**Schriftliche Aufgabe:** Ersetze in allen folgenden Einträgen „entire image above“ durch „full image“ und gib die Zeilen sonst unverändert wieder, jedoch ohne die Bilder.

Gesammelte Daten:
>>>>

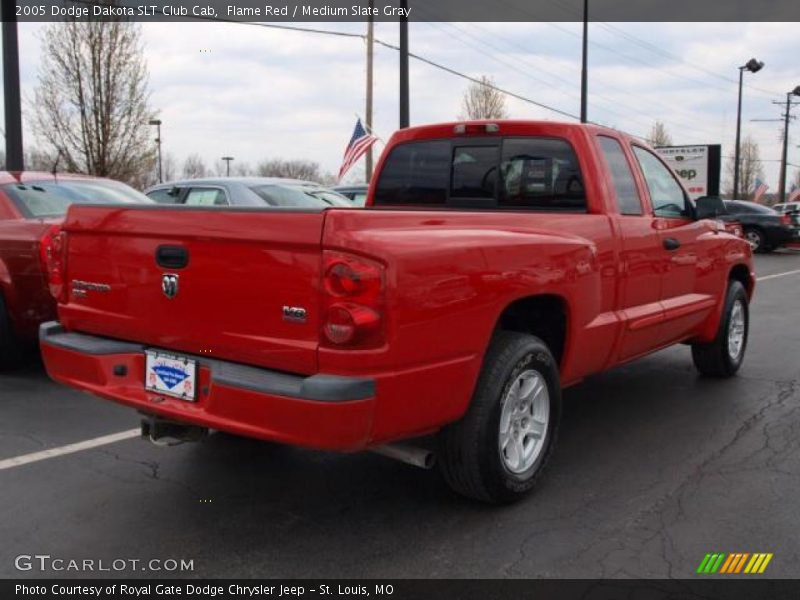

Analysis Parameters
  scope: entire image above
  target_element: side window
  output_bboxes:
[633,146,689,217]
[147,188,181,204]
[597,135,642,215]
[374,140,450,206]
[498,138,586,210]
[185,188,228,206]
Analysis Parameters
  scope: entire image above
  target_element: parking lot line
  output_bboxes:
[0,429,141,471]
[756,269,800,281]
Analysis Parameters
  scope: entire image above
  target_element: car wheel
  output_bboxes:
[692,281,750,377]
[0,295,14,369]
[439,331,561,504]
[744,227,767,252]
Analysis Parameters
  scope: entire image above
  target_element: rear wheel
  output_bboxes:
[692,281,750,377]
[439,331,561,504]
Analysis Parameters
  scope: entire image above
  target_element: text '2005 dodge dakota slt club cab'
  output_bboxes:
[41,121,755,502]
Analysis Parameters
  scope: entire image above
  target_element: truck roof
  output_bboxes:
[391,119,637,143]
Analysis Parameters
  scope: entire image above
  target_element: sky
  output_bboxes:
[4,22,800,191]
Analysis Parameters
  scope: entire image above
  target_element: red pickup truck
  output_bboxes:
[40,121,755,502]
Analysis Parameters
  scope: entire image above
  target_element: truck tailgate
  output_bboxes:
[59,206,325,374]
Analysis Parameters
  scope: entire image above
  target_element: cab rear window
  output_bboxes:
[374,137,586,212]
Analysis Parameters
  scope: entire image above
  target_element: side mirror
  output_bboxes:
[695,196,728,221]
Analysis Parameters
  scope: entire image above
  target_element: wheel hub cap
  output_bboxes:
[728,300,745,360]
[500,369,550,473]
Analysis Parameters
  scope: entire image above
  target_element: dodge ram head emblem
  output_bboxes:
[161,273,178,300]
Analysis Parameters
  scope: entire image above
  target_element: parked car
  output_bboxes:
[41,121,755,503]
[720,200,800,252]
[0,171,151,365]
[145,177,353,208]
[333,183,369,206]
[772,202,800,215]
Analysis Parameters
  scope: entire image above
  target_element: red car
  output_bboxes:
[0,172,151,366]
[41,121,755,502]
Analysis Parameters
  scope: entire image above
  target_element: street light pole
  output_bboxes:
[0,5,25,171]
[149,119,164,183]
[364,0,375,183]
[778,85,800,202]
[733,58,764,199]
[581,0,589,123]
[222,156,233,177]
[400,0,411,129]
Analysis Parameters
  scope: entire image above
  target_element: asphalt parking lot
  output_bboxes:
[0,251,800,578]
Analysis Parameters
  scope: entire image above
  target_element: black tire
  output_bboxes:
[692,281,750,377]
[439,331,561,504]
[0,294,16,369]
[744,227,769,254]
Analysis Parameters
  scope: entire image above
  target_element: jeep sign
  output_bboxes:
[656,144,721,199]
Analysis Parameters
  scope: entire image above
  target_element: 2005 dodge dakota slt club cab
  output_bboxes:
[40,121,755,502]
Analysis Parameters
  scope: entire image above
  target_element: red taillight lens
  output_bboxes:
[322,251,384,348]
[39,225,67,302]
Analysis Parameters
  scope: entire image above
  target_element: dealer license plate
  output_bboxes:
[144,350,197,402]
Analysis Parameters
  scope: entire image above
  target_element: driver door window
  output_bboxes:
[633,146,691,219]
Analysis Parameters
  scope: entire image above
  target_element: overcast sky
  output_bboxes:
[1,23,800,191]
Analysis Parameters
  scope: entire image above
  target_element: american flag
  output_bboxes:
[339,119,378,181]
[753,178,769,202]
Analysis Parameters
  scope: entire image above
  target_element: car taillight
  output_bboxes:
[39,225,67,302]
[322,250,385,348]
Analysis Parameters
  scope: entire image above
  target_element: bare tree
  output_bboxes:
[30,21,155,186]
[458,75,508,120]
[256,159,322,181]
[725,135,764,198]
[23,148,57,173]
[647,121,672,148]
[789,169,800,189]
[183,154,208,179]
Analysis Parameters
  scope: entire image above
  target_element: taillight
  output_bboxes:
[39,225,67,302]
[322,250,385,348]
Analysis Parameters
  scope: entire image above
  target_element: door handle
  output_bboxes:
[156,246,189,269]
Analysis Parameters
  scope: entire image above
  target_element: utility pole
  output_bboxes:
[775,85,800,202]
[400,0,411,129]
[148,119,164,183]
[222,156,233,177]
[364,0,375,183]
[0,0,25,171]
[581,0,589,123]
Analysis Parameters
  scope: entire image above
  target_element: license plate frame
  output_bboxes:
[144,350,197,402]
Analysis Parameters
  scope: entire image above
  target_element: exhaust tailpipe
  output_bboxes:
[142,415,208,446]
[369,444,436,469]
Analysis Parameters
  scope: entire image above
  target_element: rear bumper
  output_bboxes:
[40,322,376,450]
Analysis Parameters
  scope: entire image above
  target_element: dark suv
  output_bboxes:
[720,200,800,252]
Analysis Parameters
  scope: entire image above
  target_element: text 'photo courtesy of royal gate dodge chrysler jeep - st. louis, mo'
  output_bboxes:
[41,121,755,503]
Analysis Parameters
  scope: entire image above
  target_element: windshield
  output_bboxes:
[725,202,778,215]
[250,184,352,208]
[2,179,152,218]
[307,189,353,208]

<<<<

**Die Antwort:**
Analysis Parameters
  scope: full image
  target_element: side window
  output_bboxes:
[633,146,689,217]
[147,188,181,204]
[597,135,642,215]
[374,140,450,206]
[498,138,586,210]
[185,188,228,206]
Analysis Parameters
  scope: full image
  target_element: parking lot line
  output_bboxes:
[0,429,141,471]
[756,269,800,281]
Analysis Parameters
  scope: full image
  target_element: car wheel
  output_bboxes:
[692,281,750,377]
[0,295,14,369]
[439,331,561,504]
[744,227,767,252]
Analysis Parameters
  scope: full image
  target_element: rear wheel
  output_bboxes:
[692,281,750,377]
[439,331,561,504]
Analysis Parameters
  scope: full image
  target_element: text '2005 dodge dakota slt club cab'
  output_bboxes:
[41,121,755,502]
Analysis Parameters
  scope: full image
  target_element: truck roof
  output_bboxes:
[391,119,637,143]
Analysis Parameters
  scope: full image
  target_element: sky
  output_bboxes:
[4,22,800,191]
Analysis Parameters
  scope: full image
  target_element: red pickup truck
  output_bboxes:
[40,121,755,502]
Analysis Parameters
  scope: full image
  target_element: truck tailgate
  output_bboxes:
[59,206,325,374]
Analysis Parameters
  scope: full image
  target_element: cab rear window
  output_bboxes:
[374,137,586,212]
Analysis Parameters
  scope: full image
  target_element: side mirror
  output_bboxes:
[695,196,728,221]
Analysis Parameters
  scope: full image
  target_element: wheel hub cap
  output_bboxes:
[728,300,745,360]
[500,369,550,473]
Analysis Parameters
  scope: full image
  target_element: dodge ram head emblem
  output_bboxes:
[161,273,178,300]
Analysis Parameters
  scope: full image
  target_element: parked car
  output_bboxes:
[41,121,755,503]
[720,200,800,252]
[0,171,151,365]
[145,177,353,208]
[333,183,369,206]
[772,202,800,215]
Analysis Parameters
  scope: full image
  target_element: red car
  output_bboxes:
[0,172,151,366]
[41,121,755,502]
Analysis Parameters
  scope: full image
  target_element: street light pole
  output_bboxes:
[0,5,25,171]
[149,119,164,183]
[364,0,375,183]
[778,85,800,202]
[733,58,764,199]
[581,0,589,123]
[222,156,233,177]
[400,0,411,129]
Analysis Parameters
  scope: full image
  target_element: asphalt parking lot
  output_bboxes:
[0,251,800,578]
Analysis Parameters
  scope: full image
  target_element: black tire
  output_bboxes:
[692,281,750,377]
[439,331,561,504]
[0,294,16,369]
[744,227,769,254]
Analysis Parameters
  scope: full image
  target_element: jeep sign
  output_bboxes:
[656,144,721,199]
Analysis Parameters
  scope: full image
  target_element: 2005 dodge dakota slt club cab
  output_bboxes:
[40,121,755,502]
Analysis Parameters
  scope: full image
  target_element: red taillight lens
  output_bboxes:
[322,251,384,348]
[39,225,67,302]
Analysis Parameters
  scope: full image
  target_element: dealer license plate
  output_bboxes:
[144,350,197,402]
Analysis Parameters
  scope: full image
  target_element: driver door window
  output_bboxes:
[633,146,691,219]
Analysis Parameters
  scope: full image
  target_element: overcast sky
  output_bboxes:
[1,23,800,191]
Analysis Parameters
  scope: full image
  target_element: american flag
  output_bboxes:
[339,119,378,181]
[753,178,769,202]
Analysis Parameters
  scope: full image
  target_element: car taillight
  output_bboxes:
[39,225,67,302]
[322,250,385,348]
Analysis Parameters
  scope: full image
  target_element: bare tree
  output_bboxes:
[30,21,155,186]
[458,75,508,120]
[256,159,322,181]
[725,135,764,198]
[23,148,57,173]
[647,121,672,148]
[789,169,800,189]
[183,154,208,179]
Analysis Parameters
  scope: full image
  target_element: taillight
  output_bboxes:
[39,225,67,302]
[322,250,385,348]
Analysis Parameters
  scope: full image
  target_element: door handle
  output_bboxes:
[156,246,189,269]
Analysis Parameters
  scope: full image
  target_element: utility pole
  output_bboxes:
[775,85,800,202]
[400,0,411,129]
[148,119,164,183]
[222,156,233,177]
[364,0,375,183]
[0,0,25,171]
[581,0,589,123]
Analysis Parameters
  scope: full image
  target_element: license plate frame
  output_bboxes:
[144,350,197,402]
Analysis Parameters
  scope: full image
  target_element: exhaust tailpipe
  output_bboxes:
[142,415,208,446]
[369,444,436,469]
Analysis Parameters
  scope: full image
  target_element: rear bumper
  output_bboxes:
[40,322,376,450]
Analysis Parameters
  scope: full image
  target_element: dark suv
  output_bboxes:
[720,200,800,252]
Analysis Parameters
  scope: full image
  target_element: text 'photo courtesy of royal gate dodge chrysler jeep - st. louis, mo'
  output_bboxes:
[41,121,755,503]
Analysis Parameters
  scope: full image
  target_element: windshield
  output_bboxes:
[725,202,778,215]
[250,184,352,208]
[2,179,152,218]
[307,189,353,208]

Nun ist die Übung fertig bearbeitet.